At the far western end of Chongming Island, an abandoned chicken farm has been kept almost intact and turned into a museum: no walls, no polished “white cube,” and just 20 visitors a day. This feature follows artist Xu Zhen’s experiment with an “unconventional museum” — wild, ruinous, and deliberately interesting — and asks what happens when a museum becomes, in itself, a contemporary artwork.
This story is not only about a new institution, but about an attitude toward art-making. Xu Zhen insists the museum is not a rural revitalization project and refuses to “comfort” visitors. The site’s roughness becomes part of the work: ruins, weeds, livestock sheds, and sculptures that appear to “grow” from roofs and grass. Under the pressures of the post-pandemic era and rapidly shifting cultural contexts, the museum proposes an old-fashioned idea in a new form: a collective place where artists can support each other — while also testing whether what we call “culture” can withstand time.

Extracted data entries:
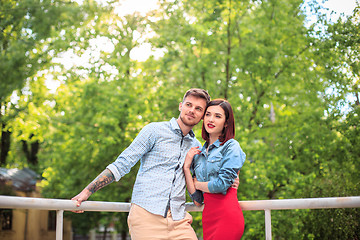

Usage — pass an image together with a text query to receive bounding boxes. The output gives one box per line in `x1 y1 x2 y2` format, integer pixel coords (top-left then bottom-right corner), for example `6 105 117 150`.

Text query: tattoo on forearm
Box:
86 169 115 194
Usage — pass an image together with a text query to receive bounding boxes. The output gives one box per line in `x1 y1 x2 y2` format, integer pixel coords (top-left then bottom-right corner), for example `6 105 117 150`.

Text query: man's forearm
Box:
86 169 115 194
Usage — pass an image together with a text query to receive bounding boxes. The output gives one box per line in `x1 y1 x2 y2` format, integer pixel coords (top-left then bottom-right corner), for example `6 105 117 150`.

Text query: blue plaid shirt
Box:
107 118 201 220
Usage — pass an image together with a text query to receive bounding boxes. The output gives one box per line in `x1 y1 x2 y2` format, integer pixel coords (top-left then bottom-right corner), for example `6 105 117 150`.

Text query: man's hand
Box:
71 188 91 213
183 147 201 169
231 171 240 189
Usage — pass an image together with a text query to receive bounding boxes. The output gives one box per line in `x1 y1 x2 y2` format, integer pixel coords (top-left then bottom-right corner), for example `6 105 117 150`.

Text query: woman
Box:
183 99 245 240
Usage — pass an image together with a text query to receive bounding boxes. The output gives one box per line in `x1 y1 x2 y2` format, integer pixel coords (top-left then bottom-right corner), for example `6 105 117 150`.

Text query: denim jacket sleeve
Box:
208 139 246 194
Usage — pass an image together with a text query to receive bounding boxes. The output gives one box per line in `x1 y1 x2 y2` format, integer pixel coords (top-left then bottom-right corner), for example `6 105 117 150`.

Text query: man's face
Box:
179 95 206 127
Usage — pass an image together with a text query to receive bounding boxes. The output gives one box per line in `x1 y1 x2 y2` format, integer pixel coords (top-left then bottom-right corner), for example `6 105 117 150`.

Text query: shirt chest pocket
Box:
207 154 222 176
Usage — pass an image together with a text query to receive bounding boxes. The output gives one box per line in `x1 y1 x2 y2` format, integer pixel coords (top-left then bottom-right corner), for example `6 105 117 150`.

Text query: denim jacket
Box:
191 139 246 202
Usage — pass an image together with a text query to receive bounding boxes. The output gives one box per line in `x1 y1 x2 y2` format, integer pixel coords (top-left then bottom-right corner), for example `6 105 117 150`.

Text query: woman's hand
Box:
183 147 201 169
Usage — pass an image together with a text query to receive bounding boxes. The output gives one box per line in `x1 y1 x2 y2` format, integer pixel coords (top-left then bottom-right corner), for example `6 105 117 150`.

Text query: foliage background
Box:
0 0 360 239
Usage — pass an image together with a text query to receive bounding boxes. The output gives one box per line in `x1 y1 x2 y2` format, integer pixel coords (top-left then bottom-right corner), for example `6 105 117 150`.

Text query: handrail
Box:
0 195 360 240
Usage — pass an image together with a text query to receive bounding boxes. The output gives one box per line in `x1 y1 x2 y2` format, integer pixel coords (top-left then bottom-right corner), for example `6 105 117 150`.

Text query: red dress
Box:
202 187 245 240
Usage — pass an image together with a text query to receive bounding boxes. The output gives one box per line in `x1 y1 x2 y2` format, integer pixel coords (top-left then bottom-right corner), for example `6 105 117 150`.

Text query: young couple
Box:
72 88 245 240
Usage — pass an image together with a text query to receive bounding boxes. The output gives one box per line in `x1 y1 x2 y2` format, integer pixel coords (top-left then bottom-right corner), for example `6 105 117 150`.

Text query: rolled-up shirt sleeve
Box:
208 140 246 194
106 123 156 181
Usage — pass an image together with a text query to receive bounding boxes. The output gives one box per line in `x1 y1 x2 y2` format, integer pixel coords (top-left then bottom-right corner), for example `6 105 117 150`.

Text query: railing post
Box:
265 209 271 240
56 210 64 240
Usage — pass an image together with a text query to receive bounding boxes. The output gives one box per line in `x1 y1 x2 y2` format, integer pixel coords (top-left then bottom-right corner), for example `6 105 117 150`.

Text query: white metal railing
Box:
0 196 360 240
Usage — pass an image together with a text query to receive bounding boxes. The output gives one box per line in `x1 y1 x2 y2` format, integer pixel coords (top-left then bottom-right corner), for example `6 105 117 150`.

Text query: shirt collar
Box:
170 118 195 138
201 139 221 152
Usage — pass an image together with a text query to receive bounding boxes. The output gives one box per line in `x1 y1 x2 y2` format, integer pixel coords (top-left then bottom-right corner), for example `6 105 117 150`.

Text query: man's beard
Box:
180 116 198 127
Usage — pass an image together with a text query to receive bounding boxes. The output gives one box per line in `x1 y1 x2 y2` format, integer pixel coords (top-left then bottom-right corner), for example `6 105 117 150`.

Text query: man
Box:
72 88 210 240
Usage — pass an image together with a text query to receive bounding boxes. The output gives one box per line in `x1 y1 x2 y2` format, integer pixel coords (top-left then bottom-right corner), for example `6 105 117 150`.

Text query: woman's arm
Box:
201 140 245 193
183 147 201 206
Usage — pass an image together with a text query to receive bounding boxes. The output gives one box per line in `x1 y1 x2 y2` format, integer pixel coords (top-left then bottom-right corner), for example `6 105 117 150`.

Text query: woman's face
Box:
204 105 226 137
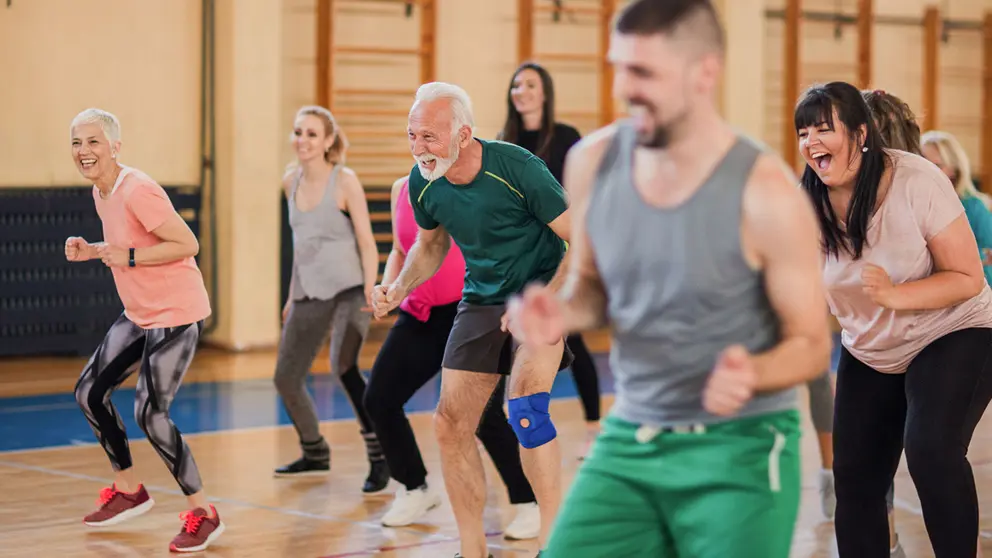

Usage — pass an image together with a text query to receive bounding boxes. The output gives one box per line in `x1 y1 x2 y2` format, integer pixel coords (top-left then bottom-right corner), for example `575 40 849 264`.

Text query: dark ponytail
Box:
795 81 887 260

Instructions to follow:
Carry on the feature about Xu Zhen's chicken farm museum on Chongming Island from the point where it stops. The records have nothing to do with this.

Exercise output:
At the entrance, a long table holds oranges picked from nearby groves. Past the field ridges, a sheep shed and honking geese, the first “icon” you meet is a brown horse — with a QR code. It was shared widely online before opening day: “Remember to scan.”
Xu Zhen calls the museum “wild, ruinous, and interesting.” The site — an abandoned chicken farm — has been maintained with minimal renovation, kept safe but not polished. Visitors are capped at 20 per day. “You keep looking at the works, and consuming them,” Xu says. “But here you also feel you’re being looked at.”
For one artist, the site’s abandoned wastewater channels became ready-made molds: concrete set inside them, rising as towering column-like sculptures. Another built a camping-ground-like “Economic Zone” — tents sprawled across a lawn, exaggerating and parodying an urban lifestyle image circulating online.
The museum wants “unconventional imagination” from an unconventional place — and lets the friction between Chongming and Shanghai become part of the experience.
Xu Zhen argues that artists today face two questions: do works made under older contexts still matter, and how can one find a context that truly works now? In the museum’s long-term display “Landing 1.0,” sculptures are installed as if they had always belonged there — emerging from grass, roofs, and ruins — forming a layered sense of time.
The underlying test is simple but sharp: in an age of uncertainty, what can still be called “culture,” and will it endure?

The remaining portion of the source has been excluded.